Enregistrements issus d'une source de données
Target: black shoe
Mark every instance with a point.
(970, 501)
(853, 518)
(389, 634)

--

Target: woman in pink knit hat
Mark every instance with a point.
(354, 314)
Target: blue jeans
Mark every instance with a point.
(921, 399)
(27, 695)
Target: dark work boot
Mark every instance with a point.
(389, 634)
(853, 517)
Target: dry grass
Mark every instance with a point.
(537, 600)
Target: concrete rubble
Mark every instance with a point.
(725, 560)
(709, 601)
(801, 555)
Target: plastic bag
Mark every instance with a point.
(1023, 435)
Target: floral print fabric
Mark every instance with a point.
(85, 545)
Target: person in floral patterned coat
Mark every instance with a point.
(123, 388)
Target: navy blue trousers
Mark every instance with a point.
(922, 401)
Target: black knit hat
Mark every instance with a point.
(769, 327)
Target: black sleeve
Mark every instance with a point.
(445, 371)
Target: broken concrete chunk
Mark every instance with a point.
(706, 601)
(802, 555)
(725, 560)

--

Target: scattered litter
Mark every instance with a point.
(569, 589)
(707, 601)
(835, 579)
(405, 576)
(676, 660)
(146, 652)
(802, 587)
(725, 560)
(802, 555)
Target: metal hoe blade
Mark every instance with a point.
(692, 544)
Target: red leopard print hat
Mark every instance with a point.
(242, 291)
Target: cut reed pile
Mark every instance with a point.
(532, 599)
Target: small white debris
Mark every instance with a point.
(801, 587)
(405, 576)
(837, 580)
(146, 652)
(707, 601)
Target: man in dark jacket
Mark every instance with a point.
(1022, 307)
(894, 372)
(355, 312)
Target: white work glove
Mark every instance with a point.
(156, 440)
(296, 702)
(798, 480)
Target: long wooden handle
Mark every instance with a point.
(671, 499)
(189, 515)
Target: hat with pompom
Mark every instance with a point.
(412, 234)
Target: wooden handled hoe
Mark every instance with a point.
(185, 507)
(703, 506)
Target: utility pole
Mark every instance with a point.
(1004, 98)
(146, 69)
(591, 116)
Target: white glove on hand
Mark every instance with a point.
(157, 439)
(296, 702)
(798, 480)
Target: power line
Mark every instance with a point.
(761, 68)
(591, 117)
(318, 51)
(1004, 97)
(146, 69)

» ÉNONCÉ DE L'EXERCICE
Extrayez du matériel ci-dessus toutes les lignes qui contiennent la chaîne « blue ».

» TÂCHE RÉALISÉE
Target: blue jeans
Target: navy blue trousers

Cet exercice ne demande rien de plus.